During the call Bartz told listeners that she did not take the position as Yahoo's head with preconceived notions of selling or breaking up the company. Nor did she say explicitly whether she was considering a search deal with Microsoft Corp. (Nasdaq: MSFT).

Immediate speculation when Bartz was placed at the helm was that she'd get the proverbial ball rolling with Microsoft again on a search deal -- often deemed by the populace a saving grace for both companies. But one former Yahoo employee believes it's more likely Bartz was brought in as a much-needed technology expert.

"My immediate thought is Yahoo really needs a tech person," says Hongche Liu, former architect at Yahoo. "I think Yahoo had been lacking a tech person, and I believe hiring a tech person is the right thing."

Liu, currently the chief information architect at Spock, left Yahoo after six years, in 2005, as Yahoo began to witness hard times, due in part to Google (Nasdaq: GOOG)'s rise. Liu laments Yahoo's unwillingness to take the necessary steps to compete with Google as the reason it fell behind technology-wise.

"A company's mistakes can only be manifested from competition," says Liu. "I was in the optimization field. I know there were a lot of things that could be done, and the company -- you could say management or you could say culture -- was just not quick enough to respond to the need of changing paradigms and market conditions and competition.

"In order for this kind of company to succeed you need three elements: traffic, market, and technology. Yahoo has good traffic. After buying Overture, Yahoo has a good market... What Yahoo lacked and where it fell behind Google was technology."

▶ DATA TO PROCESS:
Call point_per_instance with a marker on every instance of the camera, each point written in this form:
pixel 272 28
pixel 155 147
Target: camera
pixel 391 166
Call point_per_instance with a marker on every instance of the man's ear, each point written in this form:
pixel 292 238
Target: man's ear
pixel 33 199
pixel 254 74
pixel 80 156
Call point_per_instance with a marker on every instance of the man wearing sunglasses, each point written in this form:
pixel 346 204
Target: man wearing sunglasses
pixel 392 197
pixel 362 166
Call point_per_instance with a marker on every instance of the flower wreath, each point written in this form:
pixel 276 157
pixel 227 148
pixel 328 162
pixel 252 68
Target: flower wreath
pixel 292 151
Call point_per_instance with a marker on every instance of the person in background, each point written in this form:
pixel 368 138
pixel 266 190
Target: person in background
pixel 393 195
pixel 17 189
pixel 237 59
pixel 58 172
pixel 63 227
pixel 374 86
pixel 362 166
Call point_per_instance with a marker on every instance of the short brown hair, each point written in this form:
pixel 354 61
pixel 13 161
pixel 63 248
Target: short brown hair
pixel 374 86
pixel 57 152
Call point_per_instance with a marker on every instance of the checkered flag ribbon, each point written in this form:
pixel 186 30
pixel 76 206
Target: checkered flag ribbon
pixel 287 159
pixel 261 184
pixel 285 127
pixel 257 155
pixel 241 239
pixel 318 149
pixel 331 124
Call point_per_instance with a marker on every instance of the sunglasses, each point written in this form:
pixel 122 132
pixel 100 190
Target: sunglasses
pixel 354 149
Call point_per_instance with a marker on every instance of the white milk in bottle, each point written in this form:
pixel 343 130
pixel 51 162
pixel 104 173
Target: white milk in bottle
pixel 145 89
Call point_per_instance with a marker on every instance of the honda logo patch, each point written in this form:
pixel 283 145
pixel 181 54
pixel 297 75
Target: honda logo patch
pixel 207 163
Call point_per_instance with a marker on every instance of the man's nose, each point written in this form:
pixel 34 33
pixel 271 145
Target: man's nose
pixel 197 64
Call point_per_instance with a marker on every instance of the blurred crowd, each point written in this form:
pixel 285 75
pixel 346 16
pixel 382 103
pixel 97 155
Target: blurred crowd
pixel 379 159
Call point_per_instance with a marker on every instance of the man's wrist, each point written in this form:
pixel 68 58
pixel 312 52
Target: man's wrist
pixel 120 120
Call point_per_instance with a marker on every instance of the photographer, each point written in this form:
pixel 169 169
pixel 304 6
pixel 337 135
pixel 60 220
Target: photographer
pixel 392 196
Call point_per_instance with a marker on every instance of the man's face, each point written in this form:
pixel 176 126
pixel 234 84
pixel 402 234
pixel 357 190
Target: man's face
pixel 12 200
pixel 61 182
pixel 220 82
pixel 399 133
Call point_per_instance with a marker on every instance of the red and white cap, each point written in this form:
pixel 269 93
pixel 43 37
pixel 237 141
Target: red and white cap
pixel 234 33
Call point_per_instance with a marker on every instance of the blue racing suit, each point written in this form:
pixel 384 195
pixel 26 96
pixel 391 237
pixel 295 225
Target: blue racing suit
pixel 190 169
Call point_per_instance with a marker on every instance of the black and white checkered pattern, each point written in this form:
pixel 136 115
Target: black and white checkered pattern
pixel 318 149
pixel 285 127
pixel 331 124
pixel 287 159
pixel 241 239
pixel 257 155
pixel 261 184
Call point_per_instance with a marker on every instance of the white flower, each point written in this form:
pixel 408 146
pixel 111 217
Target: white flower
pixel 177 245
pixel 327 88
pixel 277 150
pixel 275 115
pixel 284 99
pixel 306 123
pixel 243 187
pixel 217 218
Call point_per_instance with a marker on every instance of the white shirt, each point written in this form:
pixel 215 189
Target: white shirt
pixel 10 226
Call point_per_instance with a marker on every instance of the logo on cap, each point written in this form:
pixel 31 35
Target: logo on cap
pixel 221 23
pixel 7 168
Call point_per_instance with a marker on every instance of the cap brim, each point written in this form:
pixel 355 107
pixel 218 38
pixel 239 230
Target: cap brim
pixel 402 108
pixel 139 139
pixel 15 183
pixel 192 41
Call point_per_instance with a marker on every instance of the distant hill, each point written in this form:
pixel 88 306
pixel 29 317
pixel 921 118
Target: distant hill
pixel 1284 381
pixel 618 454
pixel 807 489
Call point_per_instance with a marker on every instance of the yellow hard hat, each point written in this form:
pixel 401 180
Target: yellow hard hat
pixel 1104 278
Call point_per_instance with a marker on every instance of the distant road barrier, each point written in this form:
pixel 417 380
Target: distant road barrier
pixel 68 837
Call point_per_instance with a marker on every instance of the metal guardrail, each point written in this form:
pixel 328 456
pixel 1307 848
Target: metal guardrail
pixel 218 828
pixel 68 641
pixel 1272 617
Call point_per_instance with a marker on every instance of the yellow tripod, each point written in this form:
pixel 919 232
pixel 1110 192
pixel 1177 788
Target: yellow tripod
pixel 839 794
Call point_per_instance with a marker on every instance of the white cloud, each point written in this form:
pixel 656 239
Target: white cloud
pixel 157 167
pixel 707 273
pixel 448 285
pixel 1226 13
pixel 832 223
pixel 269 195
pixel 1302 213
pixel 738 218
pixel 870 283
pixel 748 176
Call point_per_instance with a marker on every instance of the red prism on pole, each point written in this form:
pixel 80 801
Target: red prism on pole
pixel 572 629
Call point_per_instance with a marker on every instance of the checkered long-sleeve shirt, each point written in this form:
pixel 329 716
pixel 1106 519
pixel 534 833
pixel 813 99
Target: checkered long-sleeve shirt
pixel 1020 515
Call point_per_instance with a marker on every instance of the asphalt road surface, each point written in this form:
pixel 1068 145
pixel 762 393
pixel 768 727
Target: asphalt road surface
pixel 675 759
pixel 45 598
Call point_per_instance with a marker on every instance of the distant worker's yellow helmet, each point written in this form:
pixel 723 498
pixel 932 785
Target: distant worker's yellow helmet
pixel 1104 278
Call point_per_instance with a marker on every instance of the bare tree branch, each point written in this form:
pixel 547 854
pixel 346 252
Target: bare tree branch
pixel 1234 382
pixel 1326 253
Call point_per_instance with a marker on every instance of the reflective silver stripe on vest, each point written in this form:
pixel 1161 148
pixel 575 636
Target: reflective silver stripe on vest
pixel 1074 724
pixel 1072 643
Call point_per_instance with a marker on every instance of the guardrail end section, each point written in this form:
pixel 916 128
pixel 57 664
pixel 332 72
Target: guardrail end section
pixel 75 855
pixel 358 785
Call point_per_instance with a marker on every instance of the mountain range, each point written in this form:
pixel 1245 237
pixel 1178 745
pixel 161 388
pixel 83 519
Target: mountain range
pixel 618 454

▶ WRITTEN PROBLEM A: Turn the lines of the records starting at the line containing "the red prism" and ending at the line containing "pixel 358 785" into a JSON list of strings, one string per line, with blank lines left out.
▶ WRITTEN PROBLEM B: Continue the article about Yahoo's search for a tech leader after its last sentence.

▶ TASK ANSWER A:
[
  "Call point_per_instance with a marker on every instance of the red prism on pole, each point written in this form:",
  "pixel 80 801",
  "Target: red prism on pole",
  "pixel 572 629",
  "Call point_per_instance with a marker on every instance of the checkered long-sleeve shirt, each point written in this form:",
  "pixel 329 716",
  "pixel 1106 519",
  "pixel 534 833",
  "pixel 813 99",
  "Target: checkered long-sleeve shirt",
  "pixel 1020 515",
  "Call point_per_instance with a marker on every instance of the asphalt road surface, each point written in this form:",
  "pixel 1068 145",
  "pixel 762 393",
  "pixel 768 727",
  "Target: asphalt road surface",
  "pixel 675 759",
  "pixel 45 598",
  "Call point_per_instance with a marker on every instance of the distant worker's yellow helmet, each point written in this form:",
  "pixel 723 498",
  "pixel 932 785",
  "Target: distant worker's yellow helmet",
  "pixel 1104 278",
  "Call point_per_instance with a marker on every instance of the bare tree branch, each point written in this form:",
  "pixel 547 854",
  "pixel 346 252",
  "Target: bare tree branch",
  "pixel 1234 382",
  "pixel 1326 253",
  "Call point_per_instance with a marker on every instance of the reflective silver stripe on vest, each point written in this form:",
  "pixel 1161 148",
  "pixel 575 636",
  "Target: reflective silver stripe on vest",
  "pixel 1074 724",
  "pixel 1072 643",
  "Call point_per_instance with a marker on every instance of the guardrail end section, each point written in this form:",
  "pixel 916 128",
  "pixel 57 664",
  "pixel 332 72",
  "Target: guardrail end section",
  "pixel 75 855",
  "pixel 358 785"
]

▶ TASK ANSWER B:
But technology is just one of Yahoo's problems, says Liu, who believes the chief problem is that Yahoo has yet to figure out what sort of company it should be.

"Its first problem is identity. Its second problem is, anywhere they focus they're falling behind in terms of technology," says Liu. "They're in Silicon Valley and all these startups are eating their lunch. They just keep buying. They just forgot about innovation. They just keep buying small companies. Maybe that's the strategy, but they probably didn't buy good enough companies."

From here, says Liu, Bartz needs to first help define Yahoo as either a search company or a media company, something she recognized during her first meeting with employees.

But while employees (or, "yahoos," in Yang Slang) seem to like Bartz, says Liu, the mood at Yahoo has been less than elevated.

"The feeling is not great. Some of them, most of them actually, feel they have a lot of ideas, a lot of energies, but the organization is dragging them." For those employees who aren't laid off, he says, a retention bonus in the form of a stock grant is offered, which is keeping some from walking.

"When my friends say 'I prefer to wait until I get my retention bonus,' usually it's a bad sign," says Liu. "You want to stay for the passion for the work, for the people around you. When I hear the reason 'I prefer to stay another six months to collect my retention bonus' I know something is wrong."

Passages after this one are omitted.